Data records:

== == ==

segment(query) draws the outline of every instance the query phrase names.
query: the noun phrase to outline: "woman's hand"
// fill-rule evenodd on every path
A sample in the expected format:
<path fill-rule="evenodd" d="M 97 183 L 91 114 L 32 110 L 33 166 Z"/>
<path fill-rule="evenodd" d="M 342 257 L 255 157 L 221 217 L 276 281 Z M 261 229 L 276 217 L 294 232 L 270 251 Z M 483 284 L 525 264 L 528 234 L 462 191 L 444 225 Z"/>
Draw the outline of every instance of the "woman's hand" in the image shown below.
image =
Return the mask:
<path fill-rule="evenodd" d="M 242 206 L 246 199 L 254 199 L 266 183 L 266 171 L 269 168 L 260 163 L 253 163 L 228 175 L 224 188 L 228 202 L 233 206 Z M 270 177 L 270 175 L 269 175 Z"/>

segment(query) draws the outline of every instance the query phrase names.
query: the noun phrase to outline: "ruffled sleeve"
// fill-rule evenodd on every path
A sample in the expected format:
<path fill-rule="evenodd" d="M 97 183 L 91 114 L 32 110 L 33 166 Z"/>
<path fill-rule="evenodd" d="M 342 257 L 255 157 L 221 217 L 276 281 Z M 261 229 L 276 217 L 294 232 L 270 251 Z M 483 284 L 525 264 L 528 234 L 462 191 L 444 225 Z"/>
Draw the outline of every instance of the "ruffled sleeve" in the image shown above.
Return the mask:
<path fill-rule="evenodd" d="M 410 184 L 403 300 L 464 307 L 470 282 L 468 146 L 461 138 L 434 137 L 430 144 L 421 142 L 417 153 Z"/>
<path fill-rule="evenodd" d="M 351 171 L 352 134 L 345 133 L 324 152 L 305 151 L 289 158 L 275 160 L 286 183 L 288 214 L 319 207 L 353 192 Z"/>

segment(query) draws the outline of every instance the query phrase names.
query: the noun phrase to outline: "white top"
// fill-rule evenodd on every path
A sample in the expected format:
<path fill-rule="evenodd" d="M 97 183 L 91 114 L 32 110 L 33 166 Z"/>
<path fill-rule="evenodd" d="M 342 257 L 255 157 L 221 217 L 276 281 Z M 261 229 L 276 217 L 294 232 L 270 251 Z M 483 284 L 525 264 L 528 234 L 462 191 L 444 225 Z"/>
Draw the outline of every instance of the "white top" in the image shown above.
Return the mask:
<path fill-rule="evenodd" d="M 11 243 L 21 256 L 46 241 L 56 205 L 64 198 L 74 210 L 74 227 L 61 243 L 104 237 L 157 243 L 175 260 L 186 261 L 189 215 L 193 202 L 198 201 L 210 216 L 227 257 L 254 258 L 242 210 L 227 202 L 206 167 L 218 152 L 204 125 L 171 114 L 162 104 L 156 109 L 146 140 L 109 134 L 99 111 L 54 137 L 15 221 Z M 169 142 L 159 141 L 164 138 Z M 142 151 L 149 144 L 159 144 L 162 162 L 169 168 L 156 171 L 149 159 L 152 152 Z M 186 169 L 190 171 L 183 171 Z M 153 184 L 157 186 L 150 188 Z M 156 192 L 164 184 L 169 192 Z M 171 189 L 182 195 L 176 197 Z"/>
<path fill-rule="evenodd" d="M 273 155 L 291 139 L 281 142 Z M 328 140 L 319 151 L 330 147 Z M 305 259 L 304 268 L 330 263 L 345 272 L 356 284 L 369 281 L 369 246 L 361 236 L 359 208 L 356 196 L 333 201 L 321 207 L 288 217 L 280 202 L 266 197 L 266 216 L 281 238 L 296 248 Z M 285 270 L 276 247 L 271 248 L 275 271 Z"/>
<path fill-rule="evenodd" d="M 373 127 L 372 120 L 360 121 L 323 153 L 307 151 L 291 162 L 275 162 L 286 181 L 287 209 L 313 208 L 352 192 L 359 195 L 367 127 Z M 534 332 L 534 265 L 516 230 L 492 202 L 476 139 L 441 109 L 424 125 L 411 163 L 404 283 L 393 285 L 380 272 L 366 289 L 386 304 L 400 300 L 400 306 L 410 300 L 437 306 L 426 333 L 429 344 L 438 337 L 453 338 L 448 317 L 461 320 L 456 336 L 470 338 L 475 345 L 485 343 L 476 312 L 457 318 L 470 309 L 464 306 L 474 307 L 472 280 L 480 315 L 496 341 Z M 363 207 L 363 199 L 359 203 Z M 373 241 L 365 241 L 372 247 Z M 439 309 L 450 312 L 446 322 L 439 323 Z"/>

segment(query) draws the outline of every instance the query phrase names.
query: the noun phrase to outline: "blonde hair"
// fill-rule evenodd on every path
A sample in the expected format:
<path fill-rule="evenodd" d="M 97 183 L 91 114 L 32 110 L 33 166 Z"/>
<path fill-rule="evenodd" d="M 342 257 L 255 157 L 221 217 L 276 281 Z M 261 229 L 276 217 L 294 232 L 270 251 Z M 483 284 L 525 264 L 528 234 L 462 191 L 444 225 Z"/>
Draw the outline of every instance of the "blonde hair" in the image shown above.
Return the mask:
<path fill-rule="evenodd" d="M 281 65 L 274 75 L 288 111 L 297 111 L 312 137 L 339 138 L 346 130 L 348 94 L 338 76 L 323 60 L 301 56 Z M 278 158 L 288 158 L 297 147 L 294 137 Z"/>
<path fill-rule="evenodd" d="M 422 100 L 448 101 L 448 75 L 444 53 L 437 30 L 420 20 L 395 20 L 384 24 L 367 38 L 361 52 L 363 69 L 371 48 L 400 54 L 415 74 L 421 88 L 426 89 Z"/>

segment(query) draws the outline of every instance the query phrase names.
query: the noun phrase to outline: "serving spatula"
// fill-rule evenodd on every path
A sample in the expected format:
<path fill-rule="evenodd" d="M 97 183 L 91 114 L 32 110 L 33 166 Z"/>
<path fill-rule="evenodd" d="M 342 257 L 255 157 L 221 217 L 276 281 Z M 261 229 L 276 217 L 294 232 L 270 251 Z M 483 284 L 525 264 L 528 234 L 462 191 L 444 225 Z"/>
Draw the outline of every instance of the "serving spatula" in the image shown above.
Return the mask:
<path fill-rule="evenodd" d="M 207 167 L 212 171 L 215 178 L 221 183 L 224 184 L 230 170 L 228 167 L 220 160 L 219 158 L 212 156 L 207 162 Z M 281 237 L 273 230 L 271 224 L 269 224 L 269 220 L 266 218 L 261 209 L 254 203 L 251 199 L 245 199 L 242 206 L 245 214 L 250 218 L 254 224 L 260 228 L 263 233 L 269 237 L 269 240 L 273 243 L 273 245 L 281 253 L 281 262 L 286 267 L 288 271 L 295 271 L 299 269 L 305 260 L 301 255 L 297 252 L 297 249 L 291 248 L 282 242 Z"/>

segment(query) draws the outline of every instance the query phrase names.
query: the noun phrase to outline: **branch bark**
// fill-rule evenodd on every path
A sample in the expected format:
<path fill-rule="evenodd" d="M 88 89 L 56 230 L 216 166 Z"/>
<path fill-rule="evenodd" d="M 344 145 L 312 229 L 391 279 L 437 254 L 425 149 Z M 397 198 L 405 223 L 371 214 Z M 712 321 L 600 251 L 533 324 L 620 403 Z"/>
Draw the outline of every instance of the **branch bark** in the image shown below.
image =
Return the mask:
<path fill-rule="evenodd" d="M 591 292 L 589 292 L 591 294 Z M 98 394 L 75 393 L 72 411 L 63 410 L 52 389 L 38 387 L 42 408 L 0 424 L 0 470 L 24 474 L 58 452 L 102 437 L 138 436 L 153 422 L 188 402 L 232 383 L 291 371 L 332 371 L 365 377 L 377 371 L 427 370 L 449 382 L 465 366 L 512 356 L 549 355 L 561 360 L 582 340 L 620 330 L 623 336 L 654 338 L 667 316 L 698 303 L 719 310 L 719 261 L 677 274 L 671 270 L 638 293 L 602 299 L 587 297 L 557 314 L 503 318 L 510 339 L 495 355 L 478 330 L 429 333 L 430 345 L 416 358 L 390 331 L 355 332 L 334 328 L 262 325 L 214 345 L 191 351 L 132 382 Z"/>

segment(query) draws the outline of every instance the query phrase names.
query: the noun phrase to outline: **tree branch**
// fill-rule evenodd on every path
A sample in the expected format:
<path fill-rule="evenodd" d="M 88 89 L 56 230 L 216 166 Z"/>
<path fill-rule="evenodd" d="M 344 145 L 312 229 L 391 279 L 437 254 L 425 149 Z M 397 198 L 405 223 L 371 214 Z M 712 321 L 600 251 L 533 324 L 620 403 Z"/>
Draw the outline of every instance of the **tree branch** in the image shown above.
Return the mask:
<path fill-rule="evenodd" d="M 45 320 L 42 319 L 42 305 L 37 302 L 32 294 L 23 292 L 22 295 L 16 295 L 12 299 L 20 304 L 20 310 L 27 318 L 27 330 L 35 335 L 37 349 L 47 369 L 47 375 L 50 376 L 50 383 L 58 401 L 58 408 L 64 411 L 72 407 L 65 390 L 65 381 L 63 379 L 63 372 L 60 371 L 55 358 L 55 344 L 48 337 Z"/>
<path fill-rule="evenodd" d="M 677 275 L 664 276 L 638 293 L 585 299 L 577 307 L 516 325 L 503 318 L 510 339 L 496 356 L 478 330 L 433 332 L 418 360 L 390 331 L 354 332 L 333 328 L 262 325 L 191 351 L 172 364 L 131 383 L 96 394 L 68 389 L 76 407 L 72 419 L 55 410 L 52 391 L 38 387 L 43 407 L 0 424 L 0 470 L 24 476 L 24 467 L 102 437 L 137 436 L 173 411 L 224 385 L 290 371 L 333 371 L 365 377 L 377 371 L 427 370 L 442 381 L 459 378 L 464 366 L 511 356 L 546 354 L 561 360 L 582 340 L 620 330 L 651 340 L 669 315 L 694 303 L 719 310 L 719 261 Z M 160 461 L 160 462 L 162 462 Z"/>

== == ==

Set problem:
Output the lines of the records as a JSON list of strings, one string per line with blank lines omitted, starting at the first line of the records and ending at the line containing "351 171 L 352". Include only those lines.

Completed exercise:
[
  "segment(query) draws the outline of every instance the query phrase names.",
  "query: the noun phrase to outline: \"woman's hand\"",
  "// fill-rule evenodd on every path",
  "A sample in the expected format:",
  "<path fill-rule=\"evenodd\" d=\"M 97 183 L 91 114 L 32 110 L 33 166 Z\"/>",
  "<path fill-rule=\"evenodd\" d=\"M 342 257 L 255 157 L 221 217 L 276 281 Z M 261 229 L 276 217 L 294 232 L 270 251 Z M 483 284 L 525 264 L 528 234 L 462 191 L 444 225 Z\"/>",
  "Draw the outline of every instance of the \"woman's hand\" in the image shown below.",
  "image =",
  "Return the mask:",
  "<path fill-rule=\"evenodd\" d=\"M 242 206 L 246 199 L 254 199 L 266 183 L 266 171 L 269 168 L 260 163 L 253 163 L 228 175 L 224 188 L 228 202 L 233 206 Z M 270 177 L 270 175 L 269 175 Z\"/>",
  "segment(query) draws the outline of every instance the query phrase names.",
  "query: the noun phrase to outline: \"ruffled sleeve\"",
  "// fill-rule evenodd on every path",
  "A sample in the expected format:",
  "<path fill-rule=\"evenodd\" d=\"M 97 183 L 91 114 L 32 110 L 33 166 Z\"/>",
  "<path fill-rule=\"evenodd\" d=\"M 342 257 L 255 157 L 221 217 L 276 281 Z M 261 229 L 276 217 L 294 232 L 270 251 Z M 483 284 L 525 264 L 528 234 L 462 191 L 444 225 Z\"/>",
  "Draw the outline of every instance of the \"ruffled sleeve\" in the image shown above.",
  "Return the mask:",
  "<path fill-rule=\"evenodd\" d=\"M 410 184 L 403 300 L 464 307 L 470 282 L 468 146 L 461 138 L 434 137 L 430 144 L 421 142 L 417 153 Z\"/>",
  "<path fill-rule=\"evenodd\" d=\"M 351 171 L 352 134 L 345 133 L 324 152 L 305 151 L 289 158 L 275 160 L 286 183 L 288 214 L 319 207 L 353 192 Z\"/>"
]